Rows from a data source
--------------------
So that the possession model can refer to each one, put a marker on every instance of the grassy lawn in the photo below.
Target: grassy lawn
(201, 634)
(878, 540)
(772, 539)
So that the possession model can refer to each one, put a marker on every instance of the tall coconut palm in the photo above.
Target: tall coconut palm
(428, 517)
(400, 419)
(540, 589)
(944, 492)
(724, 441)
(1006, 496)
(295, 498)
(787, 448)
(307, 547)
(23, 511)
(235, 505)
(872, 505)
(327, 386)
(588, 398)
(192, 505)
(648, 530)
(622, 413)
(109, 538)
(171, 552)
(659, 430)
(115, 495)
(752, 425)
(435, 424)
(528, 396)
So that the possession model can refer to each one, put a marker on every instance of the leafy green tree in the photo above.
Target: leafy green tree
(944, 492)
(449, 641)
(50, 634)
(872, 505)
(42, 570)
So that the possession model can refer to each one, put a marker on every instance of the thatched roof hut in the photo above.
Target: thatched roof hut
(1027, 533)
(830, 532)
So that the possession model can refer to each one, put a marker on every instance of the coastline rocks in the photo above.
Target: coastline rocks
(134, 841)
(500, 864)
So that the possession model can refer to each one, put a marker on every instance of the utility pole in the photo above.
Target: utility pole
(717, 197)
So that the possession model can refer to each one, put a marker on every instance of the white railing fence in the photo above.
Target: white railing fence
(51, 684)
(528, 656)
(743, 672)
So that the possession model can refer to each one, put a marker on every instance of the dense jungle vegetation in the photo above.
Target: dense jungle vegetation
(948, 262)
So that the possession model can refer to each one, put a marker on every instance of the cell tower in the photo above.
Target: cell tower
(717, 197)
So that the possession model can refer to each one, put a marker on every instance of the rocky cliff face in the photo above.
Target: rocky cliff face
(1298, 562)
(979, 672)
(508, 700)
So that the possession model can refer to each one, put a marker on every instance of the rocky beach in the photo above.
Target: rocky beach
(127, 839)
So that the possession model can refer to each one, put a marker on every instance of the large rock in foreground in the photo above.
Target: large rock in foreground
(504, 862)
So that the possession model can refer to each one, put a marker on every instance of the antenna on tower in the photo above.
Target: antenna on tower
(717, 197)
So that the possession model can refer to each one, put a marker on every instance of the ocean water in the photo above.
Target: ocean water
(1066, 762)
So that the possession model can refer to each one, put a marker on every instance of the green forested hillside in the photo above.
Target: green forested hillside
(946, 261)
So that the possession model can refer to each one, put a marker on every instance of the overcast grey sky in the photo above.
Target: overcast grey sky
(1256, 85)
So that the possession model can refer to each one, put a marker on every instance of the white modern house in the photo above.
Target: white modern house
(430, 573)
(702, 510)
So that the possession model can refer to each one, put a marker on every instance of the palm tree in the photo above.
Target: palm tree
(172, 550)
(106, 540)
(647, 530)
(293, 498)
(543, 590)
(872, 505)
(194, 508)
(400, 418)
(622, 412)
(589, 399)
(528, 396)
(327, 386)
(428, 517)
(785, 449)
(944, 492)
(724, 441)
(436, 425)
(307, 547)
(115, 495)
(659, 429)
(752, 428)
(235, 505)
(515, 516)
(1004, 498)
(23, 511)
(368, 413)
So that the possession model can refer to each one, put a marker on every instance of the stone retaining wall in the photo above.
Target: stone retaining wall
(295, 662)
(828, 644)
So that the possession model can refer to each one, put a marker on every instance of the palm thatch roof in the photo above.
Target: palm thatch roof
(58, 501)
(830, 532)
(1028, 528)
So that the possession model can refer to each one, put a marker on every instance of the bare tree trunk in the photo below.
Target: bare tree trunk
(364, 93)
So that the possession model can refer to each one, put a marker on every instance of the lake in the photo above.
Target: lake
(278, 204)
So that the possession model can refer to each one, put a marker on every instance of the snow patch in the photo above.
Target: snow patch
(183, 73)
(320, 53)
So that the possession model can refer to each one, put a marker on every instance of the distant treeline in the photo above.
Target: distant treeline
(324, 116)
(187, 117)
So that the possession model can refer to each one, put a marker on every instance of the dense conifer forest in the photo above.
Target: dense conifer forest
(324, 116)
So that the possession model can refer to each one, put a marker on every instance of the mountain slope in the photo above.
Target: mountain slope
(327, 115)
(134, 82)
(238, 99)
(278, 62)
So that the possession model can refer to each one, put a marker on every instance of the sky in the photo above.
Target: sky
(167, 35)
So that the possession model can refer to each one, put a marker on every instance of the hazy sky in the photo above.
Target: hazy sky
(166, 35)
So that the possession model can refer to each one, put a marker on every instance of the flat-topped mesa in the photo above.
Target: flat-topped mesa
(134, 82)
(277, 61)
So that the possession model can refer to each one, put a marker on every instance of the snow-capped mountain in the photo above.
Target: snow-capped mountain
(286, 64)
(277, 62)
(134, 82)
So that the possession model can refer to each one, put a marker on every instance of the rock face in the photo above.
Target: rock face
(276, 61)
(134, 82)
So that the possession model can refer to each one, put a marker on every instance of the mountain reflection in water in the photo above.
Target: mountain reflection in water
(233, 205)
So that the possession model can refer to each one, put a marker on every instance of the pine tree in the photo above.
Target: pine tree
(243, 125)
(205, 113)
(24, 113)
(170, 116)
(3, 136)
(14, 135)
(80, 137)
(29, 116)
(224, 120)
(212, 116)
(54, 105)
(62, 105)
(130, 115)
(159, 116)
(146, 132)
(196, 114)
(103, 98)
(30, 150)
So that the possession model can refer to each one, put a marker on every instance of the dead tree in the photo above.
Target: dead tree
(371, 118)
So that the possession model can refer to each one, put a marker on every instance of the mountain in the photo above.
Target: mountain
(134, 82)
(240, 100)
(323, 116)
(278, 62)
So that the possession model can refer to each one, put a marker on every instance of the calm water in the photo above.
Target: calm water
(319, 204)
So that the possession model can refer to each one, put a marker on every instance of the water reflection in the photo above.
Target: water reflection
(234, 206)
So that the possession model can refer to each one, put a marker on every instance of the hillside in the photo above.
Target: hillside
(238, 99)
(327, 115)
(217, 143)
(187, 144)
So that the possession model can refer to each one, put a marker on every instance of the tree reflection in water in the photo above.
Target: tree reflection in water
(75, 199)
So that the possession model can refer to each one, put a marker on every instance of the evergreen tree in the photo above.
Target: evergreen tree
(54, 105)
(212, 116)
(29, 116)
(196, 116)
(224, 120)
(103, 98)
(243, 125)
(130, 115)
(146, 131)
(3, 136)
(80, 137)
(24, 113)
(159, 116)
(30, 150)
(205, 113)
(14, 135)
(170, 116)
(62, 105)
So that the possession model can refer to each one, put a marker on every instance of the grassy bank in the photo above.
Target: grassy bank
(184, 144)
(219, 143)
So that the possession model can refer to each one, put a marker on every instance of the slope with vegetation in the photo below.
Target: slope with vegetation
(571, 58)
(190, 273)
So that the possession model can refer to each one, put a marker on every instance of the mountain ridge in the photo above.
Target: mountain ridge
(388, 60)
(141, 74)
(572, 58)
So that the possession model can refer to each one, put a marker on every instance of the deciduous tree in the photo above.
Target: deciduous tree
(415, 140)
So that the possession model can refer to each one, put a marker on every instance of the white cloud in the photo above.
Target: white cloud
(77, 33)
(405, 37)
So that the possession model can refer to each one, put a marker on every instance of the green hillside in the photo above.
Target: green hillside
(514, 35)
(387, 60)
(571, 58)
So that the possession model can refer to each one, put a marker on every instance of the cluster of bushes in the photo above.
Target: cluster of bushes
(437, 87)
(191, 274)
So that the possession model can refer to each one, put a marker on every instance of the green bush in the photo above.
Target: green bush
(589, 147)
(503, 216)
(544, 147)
--------------------
Copy every one of the rows above word for word, leaving nothing out.

▶ **Right answer**:
So that the possession model can refer to each one, put a marker on every instance of the grassy lawn in the photo below.
Target: grassy lawn
(201, 634)
(878, 540)
(772, 539)
So that the possession model can refer to each one, put a marker on every instance of the tall coconut palm in the photo above.
Target: tall coconut palm
(428, 517)
(400, 419)
(540, 589)
(944, 492)
(724, 441)
(1006, 496)
(295, 498)
(787, 448)
(307, 547)
(23, 511)
(235, 505)
(872, 505)
(327, 386)
(588, 398)
(192, 505)
(648, 530)
(622, 413)
(109, 538)
(171, 552)
(659, 430)
(115, 495)
(752, 425)
(435, 424)
(528, 396)
So that the possession model can refer to each one, put a marker on every instance of the leafy green tree in the photo above.
Target: leafy green tree
(944, 492)
(449, 641)
(50, 634)
(872, 505)
(42, 570)
So that the possession model can refer to each one, put a marker on every instance of the thatched roof hut in the photo above.
Target: thatched roof hut
(1027, 533)
(830, 532)
So that the possession model can refer to each one, put a marker on every instance of the coastline rocks in the photo above.
Target: coastline rocks
(134, 841)
(500, 864)
So that the possession model can refer to each one, put a marker on every instance of the utility pole in the photo above.
Target: utility pole
(717, 197)
So that the possession model can refer to each one, put a marker on every instance of the white railing fence in the photo above.
Target: white railing fence
(51, 684)
(528, 656)
(743, 672)
So that the possession model can refer to each one, put a marker on every instance of the dense jungle vegetation in the photo above.
Target: dense jungle vegetation
(948, 262)
So that the possession model can refer to each one, put a marker on every instance of the cell tower in the photo above.
Target: cell tower
(717, 197)
So that the possession model can refer to each one, put a marker on every instance of the rocky cliff face in the photo above.
Target: rocky cliff face
(1298, 562)
(979, 672)
(508, 700)
So that the possession model can refer to each one, put a marker on every instance of the rocky beach in the photo above.
Target: rocky beach
(127, 839)
So that the possession model can refer to each one, put a marker on every instance of the large rock in foreground in the photo above.
Target: large rock in foreground
(504, 862)
So that the possession model can refer to each one, put a marker on every instance of the antenna on tower in the photo above.
Target: antenna on tower
(717, 197)
So that the possession model can refer to each one, put a marker on every instance of the ocean water in the photo above.
Target: ocean water
(1066, 762)
So that the possession model can refer to each one, put a marker on every instance of the green forested hillside in the photo above.
Target: green forested hillside
(946, 261)
So that the possession model can refer to each one, put a marker on every instance of the overcast grey sky in the photo above.
Target: overcast grey sky
(1256, 85)
So that the possession model can refer to each one, put a marker on every instance of the white modern house in the photo above.
Target: white modern house
(430, 573)
(702, 510)
So that the possession model can refer to each one, put a marker on every instance of the palm tree in the photo above.
Target: palm tree
(172, 550)
(106, 540)
(647, 530)
(293, 498)
(543, 590)
(872, 505)
(194, 508)
(400, 418)
(622, 412)
(589, 399)
(528, 396)
(327, 386)
(428, 517)
(785, 449)
(944, 492)
(724, 441)
(436, 425)
(307, 547)
(115, 495)
(659, 429)
(752, 428)
(235, 505)
(515, 516)
(1004, 498)
(23, 511)
(368, 413)
So that the possession model can refer to each one, put a marker on every instance of the stone retaining wall in the photo above.
Target: stone retaining wall
(295, 662)
(828, 644)
So that the possession model can refer to each one, put a marker on every instance of the palm thatch roof in the photo above.
Target: palm thatch roof
(58, 501)
(830, 532)
(1028, 528)
So that the possession model can refer to each one, put a marker on every instance of the bare tree trunk in the photo below.
Target: bare tree trunk
(364, 93)
So that the possession model can refer to each one, put a marker on every instance of the lake in the photo above.
Target: lake
(278, 204)
So that the possession model can refer to each one, put a marker on every instance of the snow patch in the photo above.
Target: snow patch
(183, 73)
(320, 53)
So that the possession model can refer to each one, put a marker on every instance of the distant treeline in the photo above.
Target: distant treeline
(324, 116)
(187, 117)
So that the possession model can refer to each one, put a marker on every instance of the dense conifer forest in the photo above.
Target: dense conifer forest
(324, 116)
So that the possession model can refer to each one, put a marker on every instance of the mountain slope in the photo above.
Target: mountain slope
(327, 115)
(134, 82)
(238, 99)
(278, 62)
So that the possession model can refer to each one, put a marker on every instance of the sky in the photo above.
Target: sky
(167, 35)
So that the possession model can refer to each one, put a marker on every instance of the hazy sky in the photo above.
Target: hazy sky
(166, 35)
So that the possession model can refer to each one, put a marker on every instance of the flat-topped mesa in the photo above.
Target: flat-topped mesa
(134, 82)
(277, 61)
So that the possession model can refer to each one, put a marker on every instance of the snow-capped mountain in the photo above.
Target: snow-capped mountain
(286, 64)
(277, 62)
(134, 82)
So that the possession model can refer to each one, put a marker on every instance of the rock face in the photo above.
Target: rock face
(276, 61)
(134, 82)
So that the possession model can refer to each one, put a marker on every instance of the mountain reflection in water in the photo above.
Target: mountain reflection in water
(233, 205)
So that the possession model can refer to each one, put a marker on every instance of the pine tree in the photo above.
Target: pine tree
(243, 125)
(205, 113)
(24, 113)
(170, 116)
(3, 136)
(14, 135)
(80, 137)
(29, 116)
(224, 120)
(212, 116)
(54, 105)
(62, 105)
(130, 115)
(159, 116)
(146, 132)
(196, 114)
(103, 98)
(30, 150)
So that the possession model can refer to each one, put a marker on every instance of the dead tree in the photo above.
Target: dead tree
(371, 118)
So that the possession model can refer to each one, put a marker on every instance of the mountain in the photo above.
Target: mountain
(134, 82)
(240, 100)
(323, 116)
(278, 62)
So that the possession model can refer to each one, put a marker on every instance of the calm water in the photo above.
Target: calm water
(319, 204)
So that the possession model can refer to each one, put a marker on every instance of the water reflection in the photo above.
Target: water reflection
(234, 206)
So that the possession model can refer to each one, put a marker on every instance of the hillside in the photo above.
Target: hillside
(238, 99)
(327, 115)
(217, 143)
(187, 144)
So that the possession model can refer to each one, put a marker on every instance of the tree reflection in water in the photo above.
Target: tree reflection in water
(75, 199)
So that the possession model can refer to each one, put a marker on every instance of the evergreen tree in the photo above.
Target: evergreen tree
(54, 105)
(212, 116)
(29, 116)
(196, 116)
(224, 120)
(103, 98)
(243, 125)
(130, 115)
(146, 131)
(3, 136)
(80, 137)
(24, 113)
(159, 116)
(30, 150)
(205, 113)
(14, 135)
(170, 116)
(62, 105)
So that the possession model can refer to each one, put a marker on every instance of the grassy bank in the photo above.
Target: grassy bank
(184, 144)
(219, 143)
So that the possession model can refer to each one, put a marker on every instance of the slope with vegetation in the photo below.
Target: slope with vegetation
(571, 58)
(190, 273)
So that the possession model can refer to each one, put a marker on every instance of the mountain ridge in the photo above.
Target: mountain ridge
(388, 60)
(141, 74)
(572, 58)
So that the possession model can refer to each one, put a marker on every instance of the deciduous tree in the photo above.
Target: deciduous tree
(415, 140)
So that the possession model can refer to each one, put a marker on every instance of the white cloud in the photo above.
Target: white cloud
(77, 33)
(405, 37)
So that the possession model can refer to each one, put a marker on every instance of the green hillside in the photo above.
Target: green hillside
(514, 35)
(387, 60)
(571, 58)
So that the possession model can refer to each one, put a marker on every instance of the cluster of bushes in the photo above.
Target: cluster of bushes
(437, 87)
(191, 274)
So that the possession model can refer to each one, put a marker on every instance of the green bush in the photo above.
Target: green bush
(589, 147)
(503, 216)
(544, 147)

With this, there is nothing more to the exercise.